Excerpts from a point-labeling dataset
▬▬▬
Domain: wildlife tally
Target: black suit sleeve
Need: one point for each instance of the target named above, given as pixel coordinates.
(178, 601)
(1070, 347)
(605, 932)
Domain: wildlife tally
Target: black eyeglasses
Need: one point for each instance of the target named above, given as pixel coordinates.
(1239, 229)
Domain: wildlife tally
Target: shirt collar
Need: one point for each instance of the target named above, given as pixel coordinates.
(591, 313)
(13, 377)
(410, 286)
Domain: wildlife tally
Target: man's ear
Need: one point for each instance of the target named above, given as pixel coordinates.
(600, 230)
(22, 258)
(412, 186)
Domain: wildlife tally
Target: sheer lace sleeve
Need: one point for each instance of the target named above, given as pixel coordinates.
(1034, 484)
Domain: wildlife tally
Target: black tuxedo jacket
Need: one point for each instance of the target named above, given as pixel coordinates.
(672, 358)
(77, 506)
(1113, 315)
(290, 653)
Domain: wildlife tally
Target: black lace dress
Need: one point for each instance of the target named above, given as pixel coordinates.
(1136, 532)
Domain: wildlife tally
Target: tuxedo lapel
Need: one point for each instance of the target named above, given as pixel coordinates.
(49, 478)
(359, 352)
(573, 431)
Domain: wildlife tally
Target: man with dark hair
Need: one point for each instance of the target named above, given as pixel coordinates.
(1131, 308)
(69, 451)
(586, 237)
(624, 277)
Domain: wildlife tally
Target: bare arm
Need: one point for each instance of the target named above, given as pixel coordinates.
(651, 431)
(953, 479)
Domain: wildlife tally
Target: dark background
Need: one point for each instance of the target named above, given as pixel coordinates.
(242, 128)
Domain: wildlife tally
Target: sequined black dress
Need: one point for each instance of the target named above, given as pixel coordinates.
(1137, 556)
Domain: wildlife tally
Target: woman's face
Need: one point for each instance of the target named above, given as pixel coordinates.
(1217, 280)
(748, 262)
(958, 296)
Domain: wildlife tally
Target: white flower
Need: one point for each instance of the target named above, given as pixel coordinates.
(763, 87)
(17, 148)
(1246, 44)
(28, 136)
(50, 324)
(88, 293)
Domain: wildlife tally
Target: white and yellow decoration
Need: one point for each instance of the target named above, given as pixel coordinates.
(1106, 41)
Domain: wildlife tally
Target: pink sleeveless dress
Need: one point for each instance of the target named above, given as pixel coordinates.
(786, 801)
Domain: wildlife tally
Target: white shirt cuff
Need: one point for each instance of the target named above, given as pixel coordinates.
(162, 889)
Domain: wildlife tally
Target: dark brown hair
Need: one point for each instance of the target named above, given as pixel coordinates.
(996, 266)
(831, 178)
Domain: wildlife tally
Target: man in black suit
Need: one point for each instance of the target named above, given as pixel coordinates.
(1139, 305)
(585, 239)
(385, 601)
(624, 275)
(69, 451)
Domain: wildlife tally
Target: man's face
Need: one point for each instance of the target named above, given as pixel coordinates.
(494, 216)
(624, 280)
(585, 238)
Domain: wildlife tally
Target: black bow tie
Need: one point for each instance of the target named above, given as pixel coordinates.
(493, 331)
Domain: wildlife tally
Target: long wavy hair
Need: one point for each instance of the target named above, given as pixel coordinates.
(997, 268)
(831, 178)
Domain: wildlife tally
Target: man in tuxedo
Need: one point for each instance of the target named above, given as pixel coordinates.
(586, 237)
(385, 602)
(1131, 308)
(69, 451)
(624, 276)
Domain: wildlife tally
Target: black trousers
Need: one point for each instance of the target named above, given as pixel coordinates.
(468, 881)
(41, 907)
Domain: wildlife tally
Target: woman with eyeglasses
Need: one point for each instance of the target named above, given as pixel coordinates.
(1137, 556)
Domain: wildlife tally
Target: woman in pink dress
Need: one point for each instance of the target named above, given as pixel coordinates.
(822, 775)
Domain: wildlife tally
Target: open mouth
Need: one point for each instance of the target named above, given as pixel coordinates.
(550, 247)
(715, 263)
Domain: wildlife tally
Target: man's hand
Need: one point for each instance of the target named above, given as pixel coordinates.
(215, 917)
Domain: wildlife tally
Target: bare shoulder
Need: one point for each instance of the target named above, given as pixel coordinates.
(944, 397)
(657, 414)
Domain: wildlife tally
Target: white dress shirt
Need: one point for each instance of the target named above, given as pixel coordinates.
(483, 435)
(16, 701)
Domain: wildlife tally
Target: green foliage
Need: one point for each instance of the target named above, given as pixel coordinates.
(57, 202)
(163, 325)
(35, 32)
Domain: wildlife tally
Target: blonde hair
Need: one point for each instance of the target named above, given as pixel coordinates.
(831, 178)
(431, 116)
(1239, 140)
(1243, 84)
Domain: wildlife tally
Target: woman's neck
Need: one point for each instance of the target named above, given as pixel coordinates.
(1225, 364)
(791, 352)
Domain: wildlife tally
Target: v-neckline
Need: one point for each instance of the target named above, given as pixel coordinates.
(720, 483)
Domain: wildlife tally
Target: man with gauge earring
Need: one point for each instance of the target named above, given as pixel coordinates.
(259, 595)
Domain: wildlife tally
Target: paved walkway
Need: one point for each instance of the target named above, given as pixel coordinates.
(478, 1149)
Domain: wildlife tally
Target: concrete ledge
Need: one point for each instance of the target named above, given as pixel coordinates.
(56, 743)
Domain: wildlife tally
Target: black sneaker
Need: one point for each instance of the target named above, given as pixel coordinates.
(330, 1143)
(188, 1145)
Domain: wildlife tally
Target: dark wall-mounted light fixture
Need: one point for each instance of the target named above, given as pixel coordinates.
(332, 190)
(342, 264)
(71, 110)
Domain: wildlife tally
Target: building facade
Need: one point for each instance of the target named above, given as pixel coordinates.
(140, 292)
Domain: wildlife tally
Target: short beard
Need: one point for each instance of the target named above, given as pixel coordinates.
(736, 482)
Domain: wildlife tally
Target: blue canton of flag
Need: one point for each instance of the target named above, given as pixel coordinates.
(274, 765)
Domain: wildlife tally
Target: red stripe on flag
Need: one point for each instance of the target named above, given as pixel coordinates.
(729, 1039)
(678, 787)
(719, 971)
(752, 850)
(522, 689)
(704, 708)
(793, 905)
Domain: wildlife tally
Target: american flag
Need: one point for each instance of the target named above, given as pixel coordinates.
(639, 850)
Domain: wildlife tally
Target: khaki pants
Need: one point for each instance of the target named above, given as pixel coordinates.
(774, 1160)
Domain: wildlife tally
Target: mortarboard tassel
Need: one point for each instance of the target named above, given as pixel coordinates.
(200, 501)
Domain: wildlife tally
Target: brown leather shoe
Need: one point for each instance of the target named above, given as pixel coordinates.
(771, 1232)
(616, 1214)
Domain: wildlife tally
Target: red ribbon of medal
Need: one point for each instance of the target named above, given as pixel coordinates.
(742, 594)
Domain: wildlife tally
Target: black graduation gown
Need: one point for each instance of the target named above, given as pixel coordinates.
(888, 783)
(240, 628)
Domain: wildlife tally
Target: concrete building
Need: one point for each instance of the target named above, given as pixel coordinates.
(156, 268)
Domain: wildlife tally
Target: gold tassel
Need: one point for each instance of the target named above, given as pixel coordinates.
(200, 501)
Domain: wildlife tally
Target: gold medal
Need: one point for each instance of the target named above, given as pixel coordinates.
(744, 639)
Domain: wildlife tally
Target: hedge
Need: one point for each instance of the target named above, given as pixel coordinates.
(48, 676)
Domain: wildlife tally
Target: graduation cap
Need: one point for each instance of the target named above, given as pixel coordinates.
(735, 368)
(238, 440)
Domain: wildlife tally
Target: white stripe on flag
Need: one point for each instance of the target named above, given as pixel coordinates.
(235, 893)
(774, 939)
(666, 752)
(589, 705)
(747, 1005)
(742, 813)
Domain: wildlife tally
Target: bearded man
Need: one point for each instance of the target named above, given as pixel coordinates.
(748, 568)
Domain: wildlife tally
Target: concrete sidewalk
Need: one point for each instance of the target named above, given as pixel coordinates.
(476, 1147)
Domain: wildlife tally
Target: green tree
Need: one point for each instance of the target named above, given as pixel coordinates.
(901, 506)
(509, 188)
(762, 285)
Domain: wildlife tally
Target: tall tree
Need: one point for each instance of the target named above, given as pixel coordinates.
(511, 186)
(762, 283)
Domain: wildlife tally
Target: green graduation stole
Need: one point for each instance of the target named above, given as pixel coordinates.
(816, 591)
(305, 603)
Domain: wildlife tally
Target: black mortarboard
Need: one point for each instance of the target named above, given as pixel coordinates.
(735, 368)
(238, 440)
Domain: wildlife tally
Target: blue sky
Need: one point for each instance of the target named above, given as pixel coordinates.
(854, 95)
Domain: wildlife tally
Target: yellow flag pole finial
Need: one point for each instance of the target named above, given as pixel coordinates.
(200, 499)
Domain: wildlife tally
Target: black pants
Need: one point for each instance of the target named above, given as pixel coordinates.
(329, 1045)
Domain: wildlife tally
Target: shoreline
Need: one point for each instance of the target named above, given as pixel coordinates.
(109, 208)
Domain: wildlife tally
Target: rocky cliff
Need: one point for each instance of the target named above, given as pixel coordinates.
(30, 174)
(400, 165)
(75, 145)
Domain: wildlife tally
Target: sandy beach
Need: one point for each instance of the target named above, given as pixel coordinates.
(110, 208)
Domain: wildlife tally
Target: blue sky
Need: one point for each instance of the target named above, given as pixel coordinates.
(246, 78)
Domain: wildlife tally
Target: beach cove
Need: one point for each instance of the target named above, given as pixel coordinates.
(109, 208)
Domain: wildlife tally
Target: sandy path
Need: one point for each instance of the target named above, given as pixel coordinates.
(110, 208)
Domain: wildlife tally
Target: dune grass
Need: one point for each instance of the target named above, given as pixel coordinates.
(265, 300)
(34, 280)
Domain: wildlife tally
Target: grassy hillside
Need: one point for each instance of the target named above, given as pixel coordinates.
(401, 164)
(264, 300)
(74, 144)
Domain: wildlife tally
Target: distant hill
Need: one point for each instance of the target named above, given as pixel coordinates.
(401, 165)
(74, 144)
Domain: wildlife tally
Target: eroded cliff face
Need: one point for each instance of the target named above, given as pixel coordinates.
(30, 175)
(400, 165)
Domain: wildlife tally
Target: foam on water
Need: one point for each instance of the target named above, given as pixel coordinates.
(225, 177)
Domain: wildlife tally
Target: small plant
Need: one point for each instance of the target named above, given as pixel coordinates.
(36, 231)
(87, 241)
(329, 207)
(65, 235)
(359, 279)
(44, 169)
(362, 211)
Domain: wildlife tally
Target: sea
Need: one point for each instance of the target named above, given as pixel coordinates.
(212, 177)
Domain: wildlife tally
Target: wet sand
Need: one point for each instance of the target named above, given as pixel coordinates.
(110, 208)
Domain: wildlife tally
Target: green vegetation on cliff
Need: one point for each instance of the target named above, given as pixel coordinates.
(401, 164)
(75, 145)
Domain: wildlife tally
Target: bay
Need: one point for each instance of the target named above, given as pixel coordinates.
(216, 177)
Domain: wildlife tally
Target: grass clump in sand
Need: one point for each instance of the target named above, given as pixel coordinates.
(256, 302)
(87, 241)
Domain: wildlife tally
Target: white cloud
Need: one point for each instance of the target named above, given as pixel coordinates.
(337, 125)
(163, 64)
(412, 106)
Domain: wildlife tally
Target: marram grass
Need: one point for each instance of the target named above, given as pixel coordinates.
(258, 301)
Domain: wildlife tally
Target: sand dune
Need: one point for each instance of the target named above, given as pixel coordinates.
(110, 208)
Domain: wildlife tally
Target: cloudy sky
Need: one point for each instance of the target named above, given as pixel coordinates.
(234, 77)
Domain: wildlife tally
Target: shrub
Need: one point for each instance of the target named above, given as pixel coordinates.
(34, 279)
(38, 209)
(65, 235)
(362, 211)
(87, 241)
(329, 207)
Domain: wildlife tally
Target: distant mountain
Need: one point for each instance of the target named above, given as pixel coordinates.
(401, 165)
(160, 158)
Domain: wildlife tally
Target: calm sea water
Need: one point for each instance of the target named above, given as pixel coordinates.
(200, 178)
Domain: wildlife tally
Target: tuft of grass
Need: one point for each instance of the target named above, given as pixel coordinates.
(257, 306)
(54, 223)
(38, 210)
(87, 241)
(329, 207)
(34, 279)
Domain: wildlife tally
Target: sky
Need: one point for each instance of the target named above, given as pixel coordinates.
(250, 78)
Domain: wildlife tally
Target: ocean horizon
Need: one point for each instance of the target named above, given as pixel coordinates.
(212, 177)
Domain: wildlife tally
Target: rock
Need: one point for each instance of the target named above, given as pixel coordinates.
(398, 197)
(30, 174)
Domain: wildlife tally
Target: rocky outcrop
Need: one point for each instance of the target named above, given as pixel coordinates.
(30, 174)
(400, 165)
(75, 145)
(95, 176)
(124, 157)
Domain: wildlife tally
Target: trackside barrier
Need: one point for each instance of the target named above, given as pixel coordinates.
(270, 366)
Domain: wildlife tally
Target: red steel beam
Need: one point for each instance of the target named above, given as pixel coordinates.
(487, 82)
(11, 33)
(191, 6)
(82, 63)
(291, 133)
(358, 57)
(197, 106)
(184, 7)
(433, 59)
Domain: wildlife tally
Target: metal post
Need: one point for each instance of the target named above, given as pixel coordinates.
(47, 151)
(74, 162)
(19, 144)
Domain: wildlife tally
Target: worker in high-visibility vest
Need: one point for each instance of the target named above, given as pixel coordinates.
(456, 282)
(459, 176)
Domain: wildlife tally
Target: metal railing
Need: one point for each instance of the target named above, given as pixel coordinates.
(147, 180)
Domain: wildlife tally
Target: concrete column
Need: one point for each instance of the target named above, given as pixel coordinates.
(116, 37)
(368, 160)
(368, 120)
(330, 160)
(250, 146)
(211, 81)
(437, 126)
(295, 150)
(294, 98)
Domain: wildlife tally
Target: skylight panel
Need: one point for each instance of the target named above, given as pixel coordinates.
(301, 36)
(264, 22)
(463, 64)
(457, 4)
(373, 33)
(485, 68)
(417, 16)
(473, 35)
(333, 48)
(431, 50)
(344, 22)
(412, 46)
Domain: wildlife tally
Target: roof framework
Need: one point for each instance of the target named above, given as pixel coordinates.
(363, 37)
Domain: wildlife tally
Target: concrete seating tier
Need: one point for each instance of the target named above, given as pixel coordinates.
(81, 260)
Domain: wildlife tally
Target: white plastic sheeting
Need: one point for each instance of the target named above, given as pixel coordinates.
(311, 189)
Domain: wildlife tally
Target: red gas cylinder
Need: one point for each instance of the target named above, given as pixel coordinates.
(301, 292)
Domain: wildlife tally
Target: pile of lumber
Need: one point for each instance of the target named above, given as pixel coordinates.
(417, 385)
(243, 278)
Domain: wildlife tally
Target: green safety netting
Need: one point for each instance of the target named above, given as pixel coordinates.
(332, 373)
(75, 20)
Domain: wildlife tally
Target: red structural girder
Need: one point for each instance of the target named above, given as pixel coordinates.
▬▬▬
TASK PROMPT
Filter the records above down to the lines that contain the string "stripe", and reproduce each of those lines in full.

RESULT
Target: red stripe on flag
Target: white stripe on flag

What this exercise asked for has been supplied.